■ Written problem:
Format all of the rows below as a numbered list of lines, omitting any blank lines and excluding the pictures from the answer.

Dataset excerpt
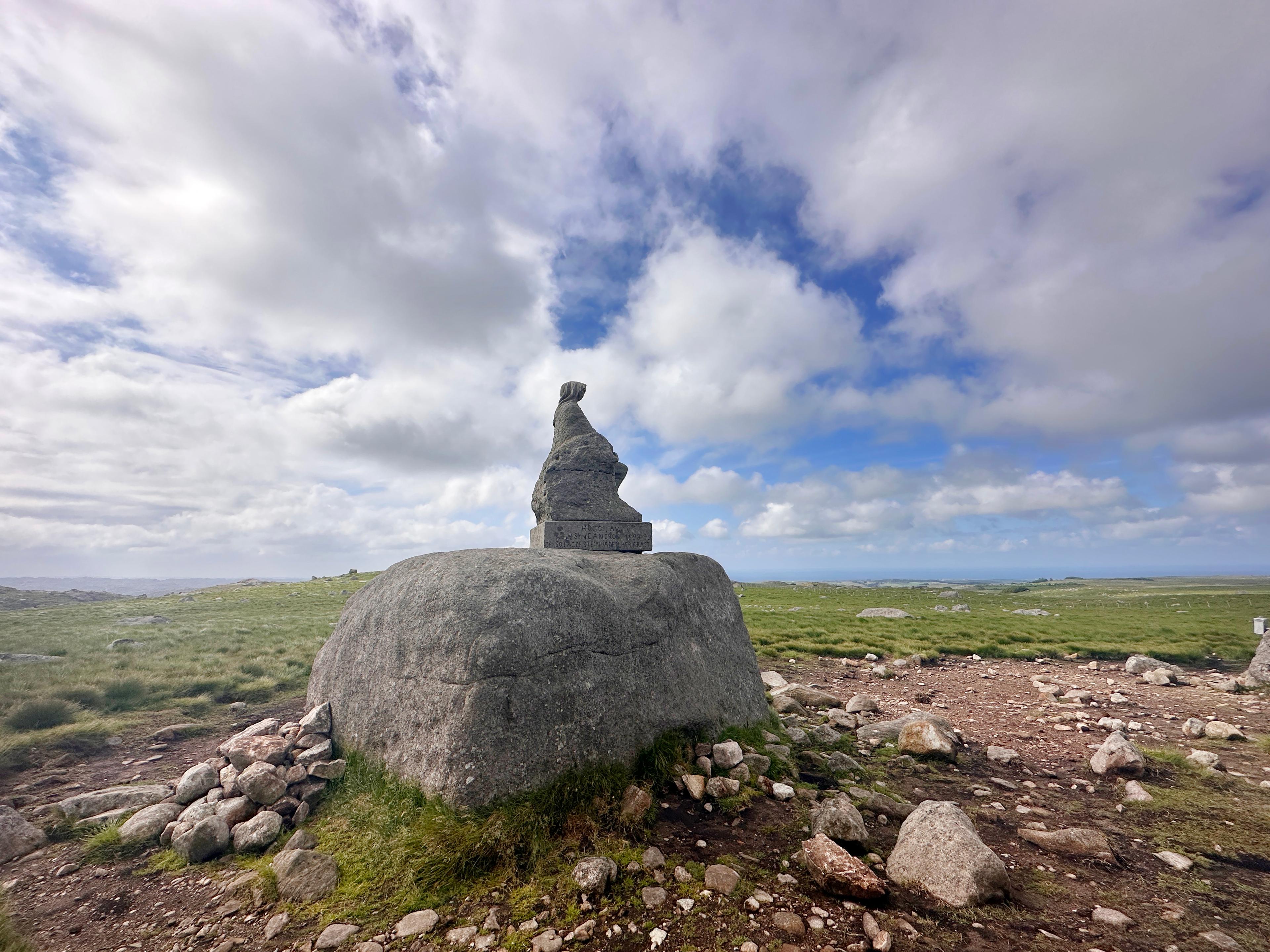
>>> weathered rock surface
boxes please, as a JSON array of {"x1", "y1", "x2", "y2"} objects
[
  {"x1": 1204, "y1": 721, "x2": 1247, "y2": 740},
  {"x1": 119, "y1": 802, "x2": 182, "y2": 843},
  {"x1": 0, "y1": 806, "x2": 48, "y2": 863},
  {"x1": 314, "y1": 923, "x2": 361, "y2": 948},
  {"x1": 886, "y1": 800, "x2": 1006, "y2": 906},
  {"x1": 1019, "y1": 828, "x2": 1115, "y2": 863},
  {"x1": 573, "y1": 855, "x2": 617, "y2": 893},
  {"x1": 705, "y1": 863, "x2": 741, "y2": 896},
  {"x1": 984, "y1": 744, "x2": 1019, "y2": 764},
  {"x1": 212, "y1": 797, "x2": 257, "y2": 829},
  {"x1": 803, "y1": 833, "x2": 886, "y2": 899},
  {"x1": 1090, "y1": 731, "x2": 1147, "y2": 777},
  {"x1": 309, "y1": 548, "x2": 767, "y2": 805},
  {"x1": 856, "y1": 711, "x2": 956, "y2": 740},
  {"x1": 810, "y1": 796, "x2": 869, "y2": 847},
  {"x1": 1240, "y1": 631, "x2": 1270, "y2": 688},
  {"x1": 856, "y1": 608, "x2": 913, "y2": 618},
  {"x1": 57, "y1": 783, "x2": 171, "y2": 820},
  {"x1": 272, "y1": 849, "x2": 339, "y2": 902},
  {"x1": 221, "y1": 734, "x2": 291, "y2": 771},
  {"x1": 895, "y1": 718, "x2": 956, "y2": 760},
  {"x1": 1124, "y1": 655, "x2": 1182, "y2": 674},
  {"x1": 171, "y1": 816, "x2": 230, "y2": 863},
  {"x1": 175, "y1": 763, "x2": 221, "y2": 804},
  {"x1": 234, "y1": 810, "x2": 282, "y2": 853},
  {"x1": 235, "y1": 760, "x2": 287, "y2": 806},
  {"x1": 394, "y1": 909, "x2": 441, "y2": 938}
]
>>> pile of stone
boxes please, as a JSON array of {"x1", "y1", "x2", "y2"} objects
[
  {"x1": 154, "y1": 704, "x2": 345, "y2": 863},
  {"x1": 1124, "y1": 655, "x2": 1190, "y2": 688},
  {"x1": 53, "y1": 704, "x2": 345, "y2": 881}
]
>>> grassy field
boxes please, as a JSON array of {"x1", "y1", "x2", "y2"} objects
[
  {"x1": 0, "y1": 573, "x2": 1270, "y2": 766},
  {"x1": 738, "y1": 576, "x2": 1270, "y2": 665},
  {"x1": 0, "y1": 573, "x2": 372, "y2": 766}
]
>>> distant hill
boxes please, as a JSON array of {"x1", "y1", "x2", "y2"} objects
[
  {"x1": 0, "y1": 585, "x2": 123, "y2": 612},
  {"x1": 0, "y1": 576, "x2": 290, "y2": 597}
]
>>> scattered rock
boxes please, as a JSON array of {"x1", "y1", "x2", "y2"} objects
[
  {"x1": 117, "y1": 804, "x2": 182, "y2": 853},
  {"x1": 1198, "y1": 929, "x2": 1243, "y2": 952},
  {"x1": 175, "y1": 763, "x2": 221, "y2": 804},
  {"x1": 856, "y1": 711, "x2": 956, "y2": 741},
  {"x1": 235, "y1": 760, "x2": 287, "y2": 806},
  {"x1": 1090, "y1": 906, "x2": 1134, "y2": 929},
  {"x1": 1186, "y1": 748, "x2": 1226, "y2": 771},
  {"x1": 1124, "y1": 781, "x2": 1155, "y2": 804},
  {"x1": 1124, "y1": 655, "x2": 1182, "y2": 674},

■ Answer for this exercise:
1. >>> weathered rock surface
2. boxes please, as a JSON array of {"x1", "y1", "x2", "y2"} objects
3. [
4.   {"x1": 1204, "y1": 721, "x2": 1247, "y2": 740},
5.   {"x1": 119, "y1": 802, "x2": 182, "y2": 843},
6.   {"x1": 0, "y1": 806, "x2": 48, "y2": 863},
7.   {"x1": 314, "y1": 923, "x2": 361, "y2": 948},
8.   {"x1": 886, "y1": 800, "x2": 1006, "y2": 906},
9.   {"x1": 1019, "y1": 828, "x2": 1115, "y2": 863},
10.   {"x1": 573, "y1": 855, "x2": 617, "y2": 893},
11.   {"x1": 705, "y1": 863, "x2": 741, "y2": 896},
12.   {"x1": 984, "y1": 744, "x2": 1019, "y2": 764},
13.   {"x1": 212, "y1": 797, "x2": 257, "y2": 829},
14.   {"x1": 803, "y1": 833, "x2": 886, "y2": 899},
15.   {"x1": 1090, "y1": 731, "x2": 1147, "y2": 777},
16.   {"x1": 309, "y1": 548, "x2": 767, "y2": 805},
17.   {"x1": 856, "y1": 711, "x2": 956, "y2": 740},
18.   {"x1": 810, "y1": 796, "x2": 869, "y2": 847},
19.   {"x1": 1240, "y1": 631, "x2": 1270, "y2": 688},
20.   {"x1": 856, "y1": 608, "x2": 913, "y2": 618},
21.   {"x1": 57, "y1": 783, "x2": 171, "y2": 820},
22.   {"x1": 272, "y1": 849, "x2": 339, "y2": 902},
23.   {"x1": 221, "y1": 734, "x2": 291, "y2": 771},
24.   {"x1": 895, "y1": 718, "x2": 956, "y2": 760},
25.   {"x1": 1124, "y1": 655, "x2": 1182, "y2": 674},
26.   {"x1": 171, "y1": 816, "x2": 230, "y2": 863},
27.   {"x1": 175, "y1": 763, "x2": 221, "y2": 804},
28.   {"x1": 234, "y1": 810, "x2": 282, "y2": 853},
29.   {"x1": 235, "y1": 760, "x2": 287, "y2": 806},
30.   {"x1": 394, "y1": 909, "x2": 441, "y2": 938}
31. ]
32. >>> pile of stone
33. boxes please, as a JSON array of {"x1", "y1", "x2", "y2"} objects
34. [
35.   {"x1": 154, "y1": 704, "x2": 345, "y2": 863},
36.   {"x1": 1124, "y1": 655, "x2": 1190, "y2": 688},
37.   {"x1": 53, "y1": 704, "x2": 345, "y2": 881}
38. ]
39. >>> grassy field
40. boxes please, as a JSON array of {"x1", "y1", "x2", "y2"} objects
41. [
42.   {"x1": 0, "y1": 573, "x2": 1270, "y2": 766},
43.   {"x1": 738, "y1": 576, "x2": 1270, "y2": 665},
44.   {"x1": 0, "y1": 573, "x2": 372, "y2": 766}
45. ]
46. >>> distant hill
47. boxes please, as a JSON array of {"x1", "y1", "x2", "y2"} objects
48. [
49.   {"x1": 0, "y1": 585, "x2": 123, "y2": 612},
50.   {"x1": 0, "y1": 576, "x2": 290, "y2": 597}
51. ]
52. >>> scattered rock
53. boxes please, as a JSON array of {"x1", "y1", "x2", "y2"} objects
54. [
55.   {"x1": 117, "y1": 804, "x2": 182, "y2": 853},
56.   {"x1": 1198, "y1": 929, "x2": 1243, "y2": 952},
57.   {"x1": 175, "y1": 763, "x2": 221, "y2": 804},
58.   {"x1": 856, "y1": 711, "x2": 956, "y2": 741},
59.   {"x1": 235, "y1": 760, "x2": 287, "y2": 806},
60.   {"x1": 1090, "y1": 906, "x2": 1134, "y2": 929},
61.   {"x1": 1186, "y1": 748, "x2": 1226, "y2": 771},
62.   {"x1": 1124, "y1": 781, "x2": 1155, "y2": 804},
63.   {"x1": 1124, "y1": 655, "x2": 1182, "y2": 674},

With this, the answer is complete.